> _Data to process_

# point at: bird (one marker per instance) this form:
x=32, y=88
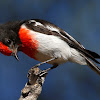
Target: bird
x=45, y=42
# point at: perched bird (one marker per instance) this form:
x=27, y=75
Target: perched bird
x=44, y=42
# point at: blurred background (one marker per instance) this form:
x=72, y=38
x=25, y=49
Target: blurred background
x=81, y=19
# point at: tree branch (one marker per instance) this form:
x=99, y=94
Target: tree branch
x=33, y=87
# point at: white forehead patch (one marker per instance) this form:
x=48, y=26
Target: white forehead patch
x=36, y=23
x=52, y=28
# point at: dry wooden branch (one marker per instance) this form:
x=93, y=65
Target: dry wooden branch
x=33, y=87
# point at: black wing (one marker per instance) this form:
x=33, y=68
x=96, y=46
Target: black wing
x=45, y=27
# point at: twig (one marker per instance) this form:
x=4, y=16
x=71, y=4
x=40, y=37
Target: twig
x=33, y=87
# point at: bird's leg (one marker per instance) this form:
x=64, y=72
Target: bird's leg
x=44, y=71
x=37, y=65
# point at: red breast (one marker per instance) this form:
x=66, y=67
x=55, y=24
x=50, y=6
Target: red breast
x=4, y=49
x=29, y=43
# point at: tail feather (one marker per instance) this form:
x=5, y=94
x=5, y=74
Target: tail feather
x=92, y=55
x=92, y=65
x=95, y=55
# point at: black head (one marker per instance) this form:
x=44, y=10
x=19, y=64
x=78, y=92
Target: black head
x=9, y=37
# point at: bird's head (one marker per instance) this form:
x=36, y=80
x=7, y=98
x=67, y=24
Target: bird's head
x=9, y=39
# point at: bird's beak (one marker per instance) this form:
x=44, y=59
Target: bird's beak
x=14, y=52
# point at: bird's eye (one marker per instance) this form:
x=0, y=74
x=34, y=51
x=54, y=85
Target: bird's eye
x=8, y=41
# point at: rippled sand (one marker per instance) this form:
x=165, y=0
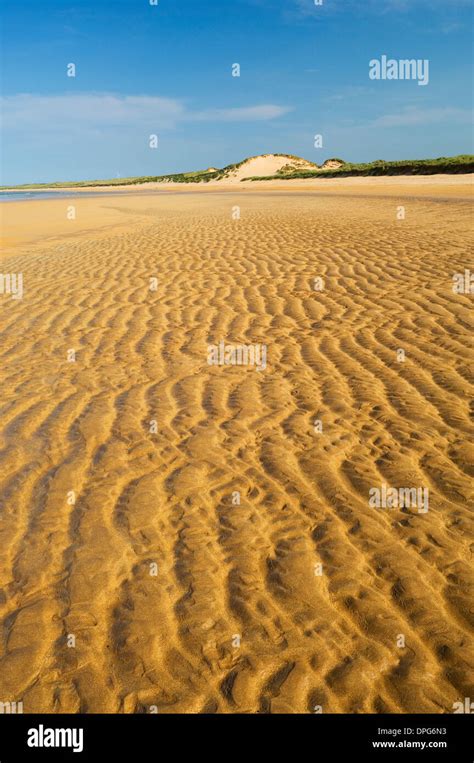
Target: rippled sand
x=234, y=617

> _What the exercise asks_
Restate all of the data word for word and include no pictures.

> _Result_
# point at: bird (one marker per instance) this form:
x=32, y=88
Target: bird
x=45, y=42
# point at: perched bird (one marker per instance) this form:
x=27, y=75
Target: perched bird
x=44, y=42
# point at: blurred background (one marker per instance) this form:
x=72, y=38
x=25, y=49
Target: blurred background
x=81, y=19
# point at: tree branch (one marker per instance) this form:
x=99, y=94
Target: tree branch
x=33, y=87
# point at: white forehead patch (one marker per instance) this form:
x=48, y=26
Target: white forehead patch
x=36, y=23
x=52, y=28
# point at: dry wooden branch (one marker per instance) this form:
x=93, y=65
Target: dry wooden branch
x=33, y=87
# point at: black wing (one marker per instance) this form:
x=33, y=68
x=96, y=46
Target: black wing
x=45, y=27
# point at: twig (one marker per instance) this form:
x=4, y=16
x=71, y=4
x=40, y=37
Target: twig
x=33, y=87
# point at: bird's leg (one marker per instance) this form:
x=64, y=72
Target: bird's leg
x=44, y=71
x=37, y=65
# point at: red breast (one marker per instance) this form:
x=66, y=67
x=55, y=24
x=50, y=6
Target: red breast
x=4, y=49
x=29, y=43
# point at: tail feather (one marker per instance) this form:
x=5, y=94
x=5, y=74
Target: tail feather
x=92, y=55
x=92, y=65
x=95, y=55
# point at: black head (one marker per instance) this form:
x=44, y=10
x=19, y=64
x=78, y=92
Target: black head
x=9, y=37
# point at: bird's head (one marker per instance) this form:
x=36, y=80
x=7, y=98
x=67, y=24
Target: bird's head
x=9, y=39
# point at: bird's beak (one marker per instance) this form:
x=44, y=59
Target: bird's beak
x=14, y=52
# point at: bird's eye (one marker per instance) this form:
x=0, y=74
x=34, y=51
x=54, y=85
Target: bird's eye
x=8, y=41
# point at: rippled sand (one marker per instance) this form:
x=165, y=0
Target: rippled sand
x=234, y=617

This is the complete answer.